§ EXERCISE
Revise the stretch from the line containing "Each instance of the backpack" through the line containing "x=356 y=173" by substituting "rucksack" for "backpack", with everything else unchanged. Return only those lines.

>>>

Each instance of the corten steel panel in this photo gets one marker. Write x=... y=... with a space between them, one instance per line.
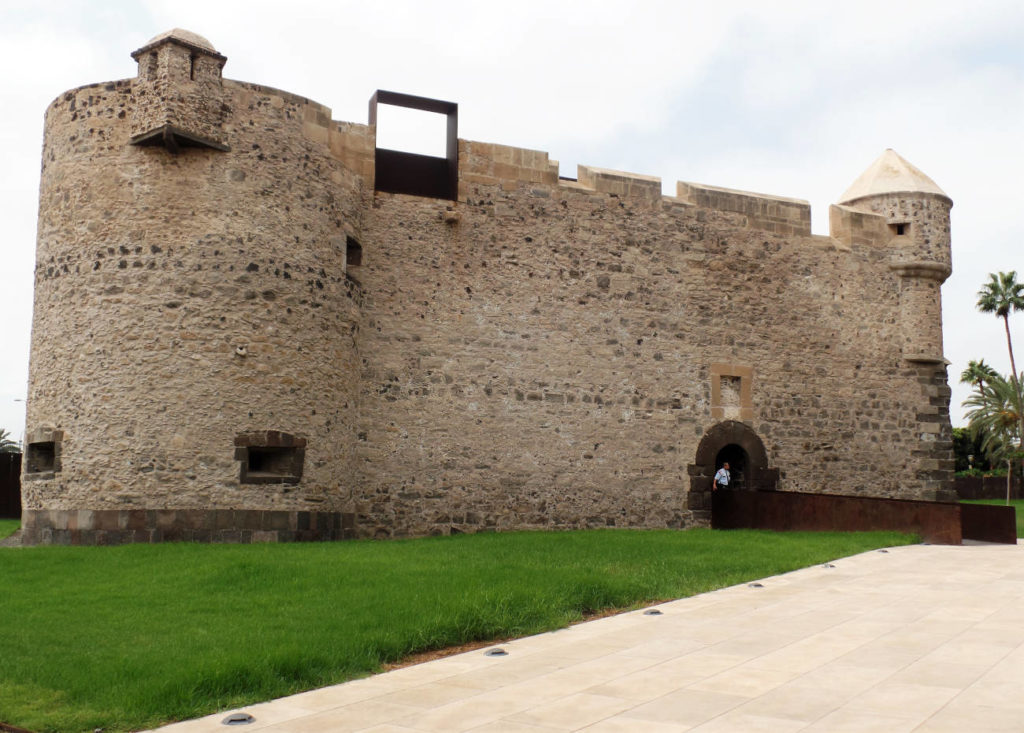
x=990 y=524
x=10 y=485
x=790 y=511
x=411 y=173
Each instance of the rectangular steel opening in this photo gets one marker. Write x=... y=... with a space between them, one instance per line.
x=412 y=173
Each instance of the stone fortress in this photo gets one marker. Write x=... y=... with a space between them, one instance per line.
x=252 y=324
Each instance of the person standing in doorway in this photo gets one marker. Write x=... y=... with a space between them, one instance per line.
x=722 y=477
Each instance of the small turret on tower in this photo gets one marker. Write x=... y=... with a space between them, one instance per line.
x=178 y=93
x=916 y=213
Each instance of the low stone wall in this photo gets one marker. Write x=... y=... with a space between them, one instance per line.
x=213 y=525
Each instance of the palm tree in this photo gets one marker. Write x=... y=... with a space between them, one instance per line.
x=6 y=444
x=978 y=373
x=996 y=415
x=1001 y=295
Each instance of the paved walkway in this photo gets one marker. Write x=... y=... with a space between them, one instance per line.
x=923 y=638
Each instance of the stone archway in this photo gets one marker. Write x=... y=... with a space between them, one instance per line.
x=737 y=443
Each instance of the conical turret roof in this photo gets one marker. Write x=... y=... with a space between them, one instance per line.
x=890 y=174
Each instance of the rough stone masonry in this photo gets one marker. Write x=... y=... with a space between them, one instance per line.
x=251 y=324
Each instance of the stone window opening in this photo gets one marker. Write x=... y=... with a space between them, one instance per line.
x=353 y=252
x=43 y=449
x=269 y=457
x=41 y=458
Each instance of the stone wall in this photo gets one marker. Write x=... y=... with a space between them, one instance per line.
x=185 y=299
x=242 y=331
x=551 y=357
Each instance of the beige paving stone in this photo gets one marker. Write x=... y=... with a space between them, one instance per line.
x=357 y=716
x=962 y=717
x=430 y=695
x=995 y=692
x=505 y=726
x=745 y=681
x=903 y=699
x=941 y=675
x=688 y=707
x=515 y=671
x=801 y=700
x=736 y=722
x=853 y=721
x=647 y=684
x=951 y=669
x=807 y=654
x=573 y=712
x=619 y=724
x=879 y=655
x=465 y=715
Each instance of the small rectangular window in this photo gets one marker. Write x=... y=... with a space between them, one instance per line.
x=269 y=457
x=41 y=458
x=265 y=462
x=353 y=252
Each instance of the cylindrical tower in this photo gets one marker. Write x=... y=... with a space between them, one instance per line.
x=194 y=356
x=916 y=213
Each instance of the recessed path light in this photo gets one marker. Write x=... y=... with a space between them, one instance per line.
x=238 y=719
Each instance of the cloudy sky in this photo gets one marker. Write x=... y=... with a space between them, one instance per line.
x=791 y=98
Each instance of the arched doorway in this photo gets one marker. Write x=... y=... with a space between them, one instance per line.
x=736 y=443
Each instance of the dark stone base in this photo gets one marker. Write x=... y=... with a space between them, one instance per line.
x=117 y=526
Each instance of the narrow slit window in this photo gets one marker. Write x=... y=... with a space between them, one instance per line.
x=353 y=252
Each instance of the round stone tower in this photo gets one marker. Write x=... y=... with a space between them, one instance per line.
x=918 y=214
x=194 y=362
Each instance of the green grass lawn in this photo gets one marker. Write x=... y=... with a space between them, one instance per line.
x=8 y=527
x=1017 y=503
x=130 y=637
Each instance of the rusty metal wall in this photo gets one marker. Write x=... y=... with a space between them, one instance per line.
x=787 y=511
x=10 y=485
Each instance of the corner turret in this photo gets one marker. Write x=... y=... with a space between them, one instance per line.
x=178 y=93
x=915 y=212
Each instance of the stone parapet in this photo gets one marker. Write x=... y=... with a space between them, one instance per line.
x=778 y=214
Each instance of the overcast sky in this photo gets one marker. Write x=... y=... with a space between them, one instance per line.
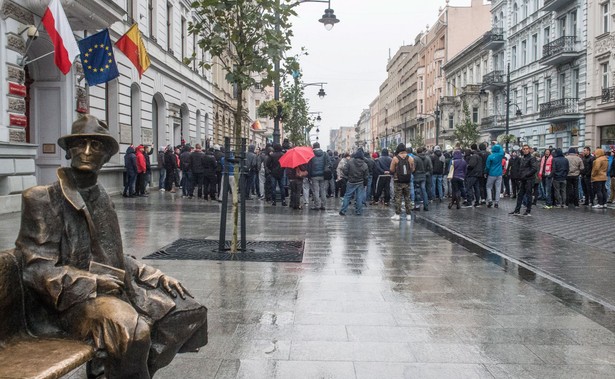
x=352 y=57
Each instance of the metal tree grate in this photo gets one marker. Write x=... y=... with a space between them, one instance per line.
x=256 y=251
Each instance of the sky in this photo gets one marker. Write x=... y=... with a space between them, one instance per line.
x=352 y=57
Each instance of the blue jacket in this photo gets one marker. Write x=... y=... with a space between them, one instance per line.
x=493 y=167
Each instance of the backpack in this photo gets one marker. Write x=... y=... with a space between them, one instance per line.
x=402 y=170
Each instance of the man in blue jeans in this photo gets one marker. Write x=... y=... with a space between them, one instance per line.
x=419 y=179
x=438 y=163
x=356 y=173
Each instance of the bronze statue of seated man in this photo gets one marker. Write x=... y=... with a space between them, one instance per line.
x=79 y=280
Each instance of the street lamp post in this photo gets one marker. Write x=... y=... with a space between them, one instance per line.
x=329 y=20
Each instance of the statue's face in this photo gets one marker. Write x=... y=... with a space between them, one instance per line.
x=88 y=154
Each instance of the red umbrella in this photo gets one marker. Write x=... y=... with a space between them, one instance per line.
x=296 y=156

<<<

§ EXERCISE RESPONSE
Each instance of the rucksack in this photo gets one marker. Write x=... y=... with a space between them, one instance per line.
x=402 y=170
Each instance of the man in blue jeans in this photo gets one marker. Write x=... y=... with a space between them, one instance per line.
x=419 y=179
x=438 y=163
x=356 y=173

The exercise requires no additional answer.